## GIVEN PASSAGE
--- begin ---

He killed three girls.
Two days later, a handwritten sign appeared
outside the school. "We forgive you, Mike," it said.
"Can you forgive a murderer?" Zack,
my 14-year-old son, asked after the killings.
"Not really. Not in Judaism," I answered.
I briefly explained the Jewish concept of forgiveness,
that the person who has erred or has committed the crime must honestly
and directly seek forgiveness from the person he or she has harmed.
Zack understood immediately. "But those
people are dead," he said.
"Exactly," I responded.
In the United States, however, unsolicited
forgiveness has become fashionable. We bestow it swiftly, superficially
and self-servingly on killers and con men, ex-spouses and ex-bosses,
parents and children. For Americans, forgiveness has become a quick-fix
cleansing ritual, promising to rid us of pent-up rage and resentments.
And as we forgive freely, so we transgress
freely. After all, Erich Segal's book Love Story taught us
that love means never having to say you're sorry.
But Judaism has taught us otherwise. It has
taught us that there are moral imperatives and consequences to all
our actions.
As we approach the Ten Days of Repentance or
Teshuvah, the period from Rosh Hashanah to Yom Kippur, we come
face to face with the purposeful Jewish concept of forgiveness, a
psychologically demanding and, ultimately, spiritually fulfilling
obligation.

--- end ---

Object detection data
--- begin ---

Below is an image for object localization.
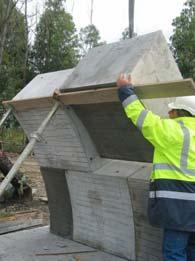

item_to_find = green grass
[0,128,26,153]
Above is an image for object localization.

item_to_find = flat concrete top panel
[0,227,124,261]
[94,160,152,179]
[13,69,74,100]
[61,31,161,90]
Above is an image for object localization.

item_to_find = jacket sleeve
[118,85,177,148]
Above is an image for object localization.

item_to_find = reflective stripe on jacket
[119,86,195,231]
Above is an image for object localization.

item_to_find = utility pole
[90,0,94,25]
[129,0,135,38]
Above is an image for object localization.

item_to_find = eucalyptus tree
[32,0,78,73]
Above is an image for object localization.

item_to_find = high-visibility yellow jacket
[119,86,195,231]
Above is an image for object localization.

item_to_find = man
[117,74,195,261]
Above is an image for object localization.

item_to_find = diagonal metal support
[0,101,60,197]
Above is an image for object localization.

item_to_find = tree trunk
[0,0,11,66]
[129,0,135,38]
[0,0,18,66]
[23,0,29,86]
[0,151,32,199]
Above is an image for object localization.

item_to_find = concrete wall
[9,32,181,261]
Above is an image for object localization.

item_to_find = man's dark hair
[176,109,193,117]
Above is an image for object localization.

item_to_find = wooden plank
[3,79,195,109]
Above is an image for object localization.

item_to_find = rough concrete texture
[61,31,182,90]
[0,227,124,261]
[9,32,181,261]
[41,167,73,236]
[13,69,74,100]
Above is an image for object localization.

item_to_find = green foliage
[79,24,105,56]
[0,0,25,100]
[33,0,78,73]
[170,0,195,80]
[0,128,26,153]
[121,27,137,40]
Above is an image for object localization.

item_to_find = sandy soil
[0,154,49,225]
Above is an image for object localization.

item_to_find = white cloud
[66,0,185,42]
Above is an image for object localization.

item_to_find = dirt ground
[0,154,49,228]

--- end ---
--- begin ---

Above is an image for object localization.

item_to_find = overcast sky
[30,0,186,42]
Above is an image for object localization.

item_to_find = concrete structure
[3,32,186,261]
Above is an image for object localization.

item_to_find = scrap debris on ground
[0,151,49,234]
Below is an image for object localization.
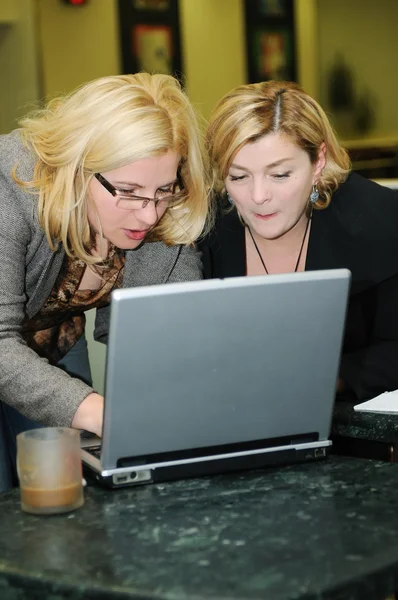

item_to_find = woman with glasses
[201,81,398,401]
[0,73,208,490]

--- end ---
--- begin ---

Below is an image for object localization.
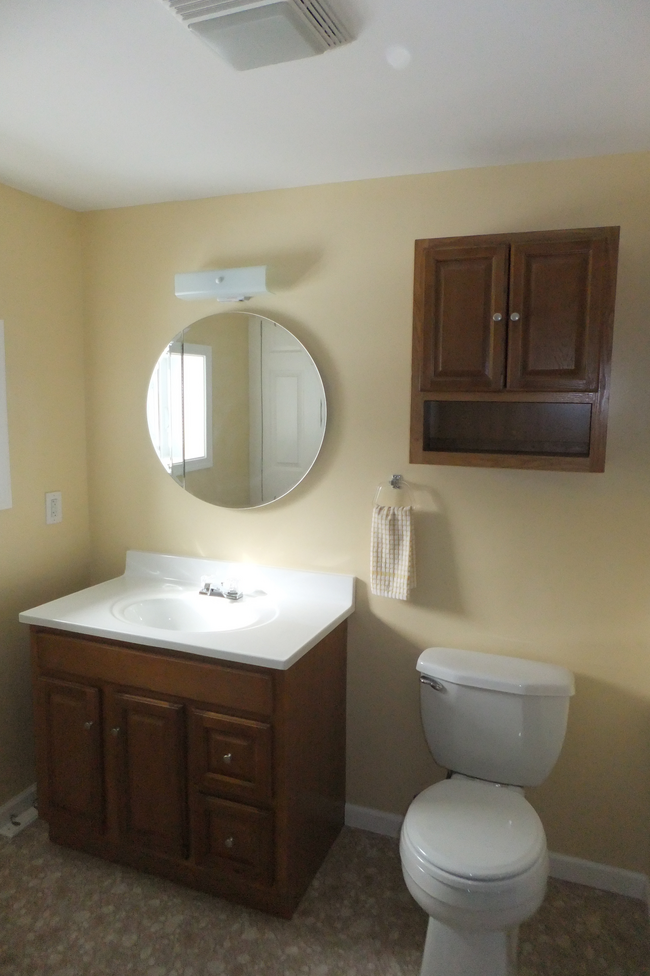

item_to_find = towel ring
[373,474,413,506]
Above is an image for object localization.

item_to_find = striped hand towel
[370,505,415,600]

--- end ---

## EXERCISE INSTRUCTIONS
a: Reproduce the passage on forgiveness from "And as we forgive" to "obligation.".
b: Count the lines in the records that contain the string "jacket" and reply with the number alone.

## SOLUTIONS BELOW
a:
And as we forgive freely, so we transgress
freely. After all, Erich Segal's book Love Story taught us
that love means never having to say you're sorry.
But Judaism has taught us otherwise. It has
taught us that there are moral imperatives and consequences to all
our actions.
As we approach the Ten Days of Repentance or
Teshuvah, the period from Rosh Hashanah to Yom Kippur, we come
face to face with the purposeful Jewish concept of forgiveness, a
psychologically demanding and, ultimately, spiritually fulfilling
obligation.

b: 3